Records from a data source =
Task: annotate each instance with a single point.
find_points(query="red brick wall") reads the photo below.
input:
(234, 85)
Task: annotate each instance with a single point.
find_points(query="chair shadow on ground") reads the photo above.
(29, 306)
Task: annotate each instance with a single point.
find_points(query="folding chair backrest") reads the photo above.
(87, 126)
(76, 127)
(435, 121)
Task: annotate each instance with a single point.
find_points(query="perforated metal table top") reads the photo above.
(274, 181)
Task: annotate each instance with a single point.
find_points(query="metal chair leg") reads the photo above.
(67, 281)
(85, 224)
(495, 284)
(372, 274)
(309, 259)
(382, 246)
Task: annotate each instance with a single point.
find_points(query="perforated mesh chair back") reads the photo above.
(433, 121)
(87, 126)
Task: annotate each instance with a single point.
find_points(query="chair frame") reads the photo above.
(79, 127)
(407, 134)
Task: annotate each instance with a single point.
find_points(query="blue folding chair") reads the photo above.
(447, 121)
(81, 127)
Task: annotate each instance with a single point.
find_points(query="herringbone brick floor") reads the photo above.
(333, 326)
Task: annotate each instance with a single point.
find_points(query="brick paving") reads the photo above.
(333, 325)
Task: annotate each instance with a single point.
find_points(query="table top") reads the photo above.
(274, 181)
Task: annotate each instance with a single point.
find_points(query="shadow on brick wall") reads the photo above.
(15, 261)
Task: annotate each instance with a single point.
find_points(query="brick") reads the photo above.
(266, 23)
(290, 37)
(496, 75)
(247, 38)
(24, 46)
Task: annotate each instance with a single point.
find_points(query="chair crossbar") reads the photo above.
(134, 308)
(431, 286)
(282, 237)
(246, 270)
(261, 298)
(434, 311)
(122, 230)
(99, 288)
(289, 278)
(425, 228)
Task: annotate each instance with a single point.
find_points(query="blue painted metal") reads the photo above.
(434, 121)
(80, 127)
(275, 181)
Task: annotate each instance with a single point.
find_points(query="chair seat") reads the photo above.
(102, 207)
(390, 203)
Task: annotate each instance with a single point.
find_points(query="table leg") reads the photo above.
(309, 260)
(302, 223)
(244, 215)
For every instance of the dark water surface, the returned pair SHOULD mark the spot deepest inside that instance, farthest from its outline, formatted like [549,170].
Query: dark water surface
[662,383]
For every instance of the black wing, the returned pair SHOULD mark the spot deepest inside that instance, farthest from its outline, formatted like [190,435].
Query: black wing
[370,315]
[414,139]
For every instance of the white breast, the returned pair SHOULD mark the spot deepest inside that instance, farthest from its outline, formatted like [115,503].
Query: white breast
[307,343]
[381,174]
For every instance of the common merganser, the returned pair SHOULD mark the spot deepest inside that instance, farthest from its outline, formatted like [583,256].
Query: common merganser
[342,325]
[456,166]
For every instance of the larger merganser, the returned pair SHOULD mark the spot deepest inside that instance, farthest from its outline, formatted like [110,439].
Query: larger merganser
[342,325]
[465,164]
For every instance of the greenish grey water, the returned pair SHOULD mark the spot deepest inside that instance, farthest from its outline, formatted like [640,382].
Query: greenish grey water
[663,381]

Exercise brief = From the first line down to the last, give the records again exactly.

Answer to this task =
Task: annotate each instance with a single point.
find_points(query="red brick wall") reads the photo below.
input:
(234, 85)
Task: annotate each instance with a single point.
find_points(query="chair shadow on ground") reads the photo above.
(29, 306)
Task: annotate each instance with a single point.
find_points(query="folding chair backrest") reads the photo above.
(87, 126)
(76, 127)
(435, 121)
Task: annotate each instance with a single point.
find_points(query="perforated metal table top") reads the photo above.
(274, 181)
Task: annotate each instance with a single point.
find_points(query="metal chair leg") reads the photo above.
(67, 281)
(85, 224)
(495, 284)
(372, 274)
(309, 259)
(382, 246)
Task: annotate each instance with a single point.
find_points(query="perforated mesh chair back") reads the photo above.
(433, 121)
(87, 126)
Task: annotate each instance with a single point.
find_points(query="chair frame") reads the photo above.
(79, 127)
(407, 134)
Task: annotate each instance with a single point.
find_points(query="blue folding chair") reads the photo above.
(447, 121)
(81, 127)
Task: annotate each instance with a single point.
find_points(query="herringbone brick floor") reads the photo above.
(333, 326)
Task: annotate each instance with a single point.
find_points(query="brick paving") reads the photo above.
(333, 325)
Task: annotate each instance with a single point.
find_points(query="table top") reads the photo above.
(274, 181)
Task: annotate each instance with a single point.
find_points(query="shadow on brick wall") reads the photo above.
(15, 261)
Task: annotate each instance with a single point.
find_points(query="brick") reads the photo above.
(266, 23)
(290, 37)
(496, 75)
(247, 38)
(24, 46)
Task: annotate each instance with a single point.
find_points(query="chair crossbar") reads the photo above.
(134, 308)
(431, 286)
(282, 237)
(246, 270)
(261, 298)
(434, 311)
(122, 230)
(99, 288)
(289, 278)
(425, 228)
Task: annotate each instance with a single point.
find_points(query="blue painted metal") reads the photo above.
(434, 121)
(80, 127)
(275, 181)
Task: annotate each instance with a single point.
find_points(query="chair seat") reads the photo above.
(102, 207)
(390, 203)
Task: annotate each instance with a single point.
find_points(query="table leg") reads the photo above.
(309, 260)
(302, 223)
(244, 215)
For every instance of the dark water surface, the returned pair SHOULD mark the spot deepest inside that instance, farthest from its outline, formatted like [549,170].
Query: dark water surface
[662,383]
For every instance of the black wing, the returned pair SHOULD mark the spot deepest inside that instance, farthest from its outline, formatted like [190,435].
Query: black wing
[370,315]
[414,139]
For every instance of the white breast, the returned pair SHOULD mark the spot deepest inside that instance, farthest from its outline, formatted like [115,503].
Query: white breast
[307,343]
[381,174]
For every instance of the common merganser, the returned pair SHOULD mark the spot deepest inside that instance, farthest from its outline, formatted like [583,256].
Query: common merganser
[342,325]
[456,166]
For every instance of the larger merganser, the returned pair SHOULD mark the spot deepest inside that instance, farthest from its outline, formatted like [110,439].
Query: larger merganser
[342,325]
[465,164]
For every instance of the greenish grey water, the returned pair SHOULD mark the spot deepest inside that instance, farthest from its outline, formatted like [640,382].
Query: greenish grey water
[663,381]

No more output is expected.